**Task to complete**: Rewrite the records below, substituting "coarse mask" for every "rough mask" and leaving everything else unchanged. Omit the pictures.

Data entries:
↓

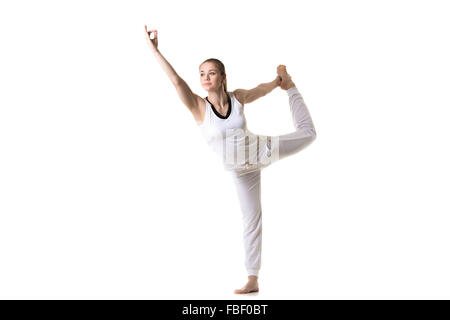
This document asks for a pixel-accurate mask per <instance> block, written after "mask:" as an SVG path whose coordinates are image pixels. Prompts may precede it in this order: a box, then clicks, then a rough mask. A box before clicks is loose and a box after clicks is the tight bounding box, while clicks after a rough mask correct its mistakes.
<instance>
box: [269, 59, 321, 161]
mask: <svg viewBox="0 0 450 320" xmlns="http://www.w3.org/2000/svg"><path fill="white" fill-rule="evenodd" d="M278 74H279V75H280V76H281V78H282V82H281V85H280V87H281V88H282V89H284V90H286V92H287V94H288V97H289V106H290V109H291V113H292V121H293V123H294V128H295V131H294V132H292V133H288V134H284V135H281V136H274V137H271V143H272V147H271V150H272V152H278V154H277V156H278V159H283V158H285V157H287V156H290V155H292V154H295V153H297V152H299V151H300V150H303V149H304V148H306V147H307V146H309V145H310V144H311V143H312V142H313V141H314V140H315V139H316V129H315V128H314V124H313V122H312V119H311V115H310V114H309V111H308V108H307V107H306V104H305V102H304V100H303V97H302V95H301V94H300V92H299V91H298V89H297V87H296V86H295V84H294V82H293V81H292V80H291V77H290V76H289V74H288V73H287V72H286V67H284V66H281V67H279V68H278ZM278 159H277V160H278Z"/></svg>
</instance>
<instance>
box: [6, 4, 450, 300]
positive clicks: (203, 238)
mask: <svg viewBox="0 0 450 320" xmlns="http://www.w3.org/2000/svg"><path fill="white" fill-rule="evenodd" d="M446 4H447V2H446V1H281V0H279V1H260V0H259V1H226V2H224V1H39V2H34V1H15V2H12V1H7V2H2V4H1V5H0V36H1V41H2V44H1V46H2V49H1V52H0V54H1V59H0V86H1V89H0V90H1V94H0V108H1V109H0V197H1V198H0V298H2V299H240V298H246V299H247V298H251V299H449V298H450V292H449V291H450V275H449V272H448V270H450V257H449V243H450V235H449V227H450V225H449V224H450V217H449V213H450V210H449V209H450V205H449V202H448V198H447V197H448V194H449V178H450V174H449V167H448V163H449V161H450V155H449V142H448V138H449V136H450V134H449V133H450V132H449V131H450V130H449V125H448V123H449V120H450V118H449V115H450V112H449V108H450V97H449V88H450V76H449V72H450V62H449V59H448V57H449V56H450V45H449V41H448V39H449V34H448V32H447V31H446V30H450V21H449V20H448V16H449V10H447V9H446ZM146 24H147V25H148V26H149V29H157V30H158V34H159V49H160V51H161V53H162V54H163V55H164V56H165V57H166V59H167V60H168V61H169V62H170V63H171V65H172V66H173V67H174V68H175V70H176V71H177V73H178V74H179V75H180V76H181V77H182V78H183V79H185V80H186V82H187V83H188V84H189V85H190V87H191V89H192V90H193V91H194V92H196V93H197V94H199V95H200V96H202V97H205V96H206V95H207V92H206V91H204V90H203V89H202V87H201V85H200V80H199V74H198V67H199V65H200V63H201V62H203V61H204V60H205V59H207V58H211V57H214V58H218V59H220V60H221V61H222V62H224V64H225V67H226V72H227V76H228V90H229V91H233V90H235V89H237V88H244V89H251V88H253V87H255V86H256V85H258V84H260V83H264V82H269V81H272V80H273V79H275V77H276V67H277V66H278V65H279V64H285V65H286V66H287V70H288V72H289V73H290V74H291V76H292V78H293V80H294V82H295V83H296V85H297V87H298V88H299V90H300V92H301V93H302V95H303V97H304V99H305V102H306V104H307V106H308V108H309V110H310V113H311V116H312V118H313V121H314V124H315V126H316V130H317V139H316V141H315V142H314V143H313V144H312V145H311V146H310V147H308V148H307V149H305V150H303V151H301V152H300V153H298V154H296V155H293V156H292V157H289V158H286V159H283V160H282V161H280V162H278V163H275V164H273V166H271V167H268V168H266V169H264V171H263V173H262V206H263V253H262V268H261V271H260V293H259V294H257V295H253V296H238V295H234V294H233V290H234V289H235V288H240V287H242V286H243V285H244V283H245V281H246V279H247V274H246V270H245V267H244V248H243V241H242V220H241V213H240V209H239V204H238V201H237V196H236V194H235V190H234V186H233V184H232V181H231V179H230V178H229V177H228V175H227V173H226V172H225V171H223V169H222V166H221V164H220V163H219V162H218V159H217V158H216V156H215V155H214V154H213V153H212V151H211V150H210V149H209V148H208V146H207V144H206V142H205V141H204V140H203V137H202V136H201V132H200V130H199V128H198V127H197V126H196V122H195V120H194V118H193V116H192V115H191V113H190V112H189V110H188V109H187V108H186V107H185V106H184V105H183V104H182V103H181V101H180V100H179V97H178V95H177V94H176V91H175V89H174V87H173V85H172V83H171V82H170V80H169V79H168V78H167V76H166V74H165V73H164V71H163V70H162V68H161V67H160V65H159V64H158V63H157V60H156V59H155V58H154V56H153V54H152V52H151V51H150V49H149V47H148V45H147V43H146V42H145V39H144V25H146ZM245 110H246V117H247V123H248V127H249V129H251V130H252V131H253V132H255V133H262V134H270V135H275V134H284V133H289V132H291V131H292V130H293V125H292V119H291V115H290V112H289V105H288V98H287V94H286V92H285V91H283V90H281V89H280V88H276V89H275V90H274V91H272V92H271V93H270V94H268V95H267V96H265V97H263V98H261V99H260V100H257V101H255V102H253V103H252V104H248V105H246V106H245Z"/></svg>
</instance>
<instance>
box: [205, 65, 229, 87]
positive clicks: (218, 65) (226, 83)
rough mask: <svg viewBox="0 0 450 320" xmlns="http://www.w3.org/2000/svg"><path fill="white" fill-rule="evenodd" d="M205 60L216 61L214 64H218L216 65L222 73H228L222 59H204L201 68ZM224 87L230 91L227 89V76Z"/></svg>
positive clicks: (225, 73) (225, 78) (225, 80)
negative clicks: (222, 61)
mask: <svg viewBox="0 0 450 320" xmlns="http://www.w3.org/2000/svg"><path fill="white" fill-rule="evenodd" d="M205 62H212V63H214V64H215V65H216V67H217V68H218V69H219V71H220V74H221V75H224V74H226V73H225V65H224V64H223V63H222V61H220V60H219V59H215V58H209V59H206V60H205V61H203V62H202V63H201V64H200V66H199V68H200V67H201V65H202V64H204V63H205ZM224 89H225V92H228V91H227V78H225V82H224Z"/></svg>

↑

**Answer box**:
This document asks for a pixel-accurate mask per <instance> block, written after "mask:" as an SVG path whose coordinates are image pixels. Prompts may precede it in this order: a box, then clicks, then a coarse mask. A box before clicks is loose and a box after clicks is the tight bounding box, while clicks after a coarse mask correct its mistakes.
<instance>
box: [269, 59, 321, 161]
mask: <svg viewBox="0 0 450 320" xmlns="http://www.w3.org/2000/svg"><path fill="white" fill-rule="evenodd" d="M278 74H279V75H280V76H281V78H282V82H281V85H280V87H281V88H282V89H284V90H286V92H287V94H288V97H289V106H290V109H291V113H292V121H293V123H294V128H295V131H294V132H292V133H288V134H284V135H281V136H274V137H271V143H272V147H271V150H272V152H278V154H277V156H278V159H283V158H285V157H287V156H290V155H292V154H295V153H297V152H299V151H300V150H303V149H304V148H306V147H307V146H309V145H310V144H311V143H312V142H313V141H314V140H315V139H316V129H315V128H314V124H313V122H312V119H311V115H310V114H309V111H308V108H307V107H306V104H305V102H304V100H303V97H302V95H301V94H300V92H299V91H298V89H297V87H296V86H295V84H294V82H293V81H292V80H291V77H290V76H289V74H288V73H287V72H286V67H284V66H281V67H279V68H278ZM278 159H277V160H278Z"/></svg>
</instance>
<instance>
box: [6, 4, 450, 300]
positive clicks: (203, 238)
mask: <svg viewBox="0 0 450 320" xmlns="http://www.w3.org/2000/svg"><path fill="white" fill-rule="evenodd" d="M446 4H447V2H446V1H281V0H279V1H260V0H259V1H226V2H224V1H39V2H34V1H15V2H12V1H7V2H2V4H1V5H0V36H1V41H2V44H1V46H2V49H1V52H0V54H1V59H0V86H1V89H0V90H1V94H0V108H1V109H0V197H1V198H0V298H2V299H240V298H246V299H247V298H251V299H449V298H450V292H449V291H450V275H449V272H448V270H450V257H449V243H450V235H449V227H450V225H449V224H450V217H449V213H450V210H449V209H450V205H449V202H448V198H447V197H448V194H449V178H450V174H449V167H448V163H449V161H450V155H449V142H448V138H449V136H450V134H449V133H450V132H449V131H450V130H449V125H448V123H449V120H450V118H449V115H450V112H449V108H450V97H449V88H450V76H449V72H450V62H449V59H448V57H449V56H450V45H449V41H448V39H449V34H448V32H447V31H446V30H450V21H449V20H448V16H449V10H447V9H446ZM146 24H147V25H148V26H149V29H157V30H158V34H159V49H160V51H161V53H162V54H163V55H164V56H165V57H166V59H167V60H168V61H169V62H170V63H171V65H172V66H173V67H174V68H175V70H176V71H177V73H178V74H179V75H180V76H181V77H182V78H183V79H185V80H186V82H187V83H188V84H189V85H190V87H191V89H192V90H193V91H194V92H196V93H197V94H199V95H200V96H202V97H205V96H206V95H207V92H206V91H204V90H203V89H202V87H201V85H200V80H199V74H198V67H199V65H200V63H201V62H203V61H204V60H205V59H207V58H211V57H214V58H218V59H220V60H221V61H222V62H224V64H225V67H226V72H227V76H228V90H229V91H233V90H235V89H237V88H244V89H251V88H253V87H255V86H256V85H258V84H260V83H264V82H269V81H272V80H273V79H275V77H276V67H277V66H278V65H279V64H285V65H286V66H287V70H288V72H289V73H290V74H291V76H292V78H293V80H294V82H295V83H296V85H297V87H298V88H299V90H300V92H301V93H302V95H303V97H304V99H305V102H306V104H307V106H308V108H309V110H310V113H311V116H312V118H313V121H314V124H315V126H316V130H317V139H316V141H315V142H314V143H313V144H312V145H311V146H310V147H308V148H307V149H305V150H303V151H301V152H300V153H298V154H296V155H293V156H292V157H289V158H286V159H283V160H282V161H280V162H278V163H275V164H273V166H271V167H268V168H266V169H264V171H263V173H262V206H263V253H262V268H261V271H260V293H259V294H257V295H253V296H238V295H234V294H233V290H234V289H235V288H240V287H242V286H243V285H244V283H245V281H246V279H247V274H246V270H245V267H244V248H243V241H242V220H241V213H240V209H239V204H238V201H237V196H236V194H235V190H234V186H233V184H232V181H231V179H230V178H229V177H228V175H227V173H226V172H225V171H223V169H222V166H221V164H220V163H219V162H218V159H217V158H216V156H215V155H214V154H213V153H212V151H211V150H210V149H209V148H208V146H207V144H206V142H205V141H204V140H203V137H202V136H201V132H200V130H199V128H198V127H197V126H196V122H195V120H194V118H193V116H192V115H191V113H190V112H189V110H188V109H187V108H186V107H185V106H184V105H183V104H182V103H181V101H180V100H179V97H178V95H177V94H176V91H175V89H174V87H173V85H172V83H171V82H170V80H169V79H168V78H167V76H166V74H165V73H164V71H163V70H162V68H161V67H160V65H159V64H158V63H157V60H156V59H155V58H154V56H153V54H152V52H151V51H150V49H149V47H148V45H147V43H146V42H145V39H144V25H146ZM245 110H246V117H247V123H248V127H249V129H251V130H252V131H253V132H255V133H262V134H270V135H275V134H284V133H289V132H291V131H292V130H293V125H292V119H291V115H290V112H289V105H288V98H287V94H286V92H285V91H283V90H281V89H280V88H276V89H275V90H274V91H272V92H271V93H270V94H268V95H267V96H265V97H263V98H261V99H260V100H257V101H255V102H253V103H252V104H248V105H246V106H245Z"/></svg>
</instance>
<instance>
box: [205, 65, 229, 87]
positive clicks: (218, 65) (226, 83)
coarse mask: <svg viewBox="0 0 450 320" xmlns="http://www.w3.org/2000/svg"><path fill="white" fill-rule="evenodd" d="M205 60L216 61L214 64H218L216 65L222 73H228L222 59H204L201 68ZM224 87L230 91L227 89V76Z"/></svg>
positive clicks: (225, 73) (225, 78) (225, 80)
negative clicks: (222, 61)
mask: <svg viewBox="0 0 450 320" xmlns="http://www.w3.org/2000/svg"><path fill="white" fill-rule="evenodd" d="M205 62H212V63H214V64H215V65H216V67H217V68H218V69H219V71H220V74H221V75H224V74H226V73H225V65H224V64H223V63H222V61H220V60H219V59H215V58H209V59H206V60H205V61H203V62H202V63H201V64H200V66H199V68H200V67H201V65H202V64H204V63H205ZM224 89H225V92H228V91H227V78H225V82H224Z"/></svg>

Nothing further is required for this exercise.